TASK TO COMPLETE:
Continue the essay on wanting more chaos in life, picking up after its final question.

EXTRACT TO READ:
-------------------------
Eris: Why I need more chaos in my life

Sometimes, people ask me for advice about hiking or travelling. I’m not an expert, but all they want to know is how to get started. And I explain that the most difficult part of any journey is committing to going. You pick a date, you book transport, then you set off. It might not work out, but as long as you go, you’ll learn something and it will be easier next time.

On my first major hike, I walked from Winchester to Eastbourne along the South Downs way. I’d wanted to do it for twenty years or more, but never found the moment. I discussed it with an ex-, and was soon mired in complexity. If we were to slice it into the 12-mile sections they wanted, we’d be walking for 8-10 days. The whole thing was too complex to even begin.

That Autumn, single again, I decided I had to just do it. I found six free days, booked some accommodation and set off. I’d planned a lot, knew where I was staying and had checked off my equipment against suggested lists. But I was not able to plan all of it. Sorting out proper footwear was an expense and a complexity too far, so I set off in DMs. As a result, I murdered my feet, but I made the walk. Katharine joined me for a day, and I completed the journey with Dr. Rosy Carrick by my side. They were good days.

I’m very good at itineraries. Ask me to organise you a trip and I do a pretty good job. The only problem is the impossibility of scheduling in spontaneity or chaos. Deep down I fear being misplaced, even though the most powerful days of travel I’ve had are when I’m lost. The best trip I’ve ever made was a journey from Varanasi to Darjeeling, which turned into chaos. I was sick, sometimes scared, and stranded with my Dad in Patna. There are a handful of times in my life I would want to live again, and that is one of them.

Even knowing how life-affirming being lost turned out to be, I find it hard to let chaos in. One time I booked a trip to Morocco, wanting to relax for a few days before starting a new job. I decided not to open a guidebook until I got on the plane. After a few hours in Marrakesh I decided I couldn’t stand the city and booked a bus to Essaouira for the following day. I had three nights in the country, and that rushed trip to Essaouira was another great day of my life.

But planning spontaneity is difficult. How do you maintain an ordered, safe life while at the same time having just enough chaos and strangeness to keep things interesting? How do you let in chaos without it taking over?
-------------------------
DATA PROVIDED:
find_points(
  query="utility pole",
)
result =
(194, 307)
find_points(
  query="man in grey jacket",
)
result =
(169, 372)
-------------------------
RESPONSE BELOW:
How I Found Discordianism and What I Didn’t Do With It When I Found It

When I was about 16 years old, I was into role-playing games. While these are meant to be a social activity, I was more interested in them as a form of fiction. I loved reading rulebooks and sourcebooks, seeing how worlds hung together. I’d design campaigns that were never going to be played, and I don’t think that time was wasted.

I must have been 16 or so when a friend, Mark Smith, lent me a copy of the GURPS: Illuminati sourcebook. GURPS was a universal role-playing system, allowing different genres to mix. Want to know how a spy can fight a dinosaur? Or need to resolve combat between Bugs Bunny and a delta force operative? GURPS would help you with this. They even did a version of Bunnies and Burrows, the 1976 game based on Watership Down, noted as one of the first games allowing play as non-humans. (I wonder if anyone has ever done a Watership Down meets Lovecraft GURPS campaign? Maybe I should make some notes on that, even if I never intend to run it).

The Illuminatus sourcebook was a guide to conspiracy theories. It talked about men-in-black, the Illuminati and referred often to Robert Anton Wilson and Robert Shea’s books. It was one of those volumes that opens a gateway to a whole world of strangeness. I don’t have a copy to hand, but I bet I’ve read most of the bibliography in the time since. It also introduced me to Discordianism, a joke disguised as a religion (or possibly vice-versa).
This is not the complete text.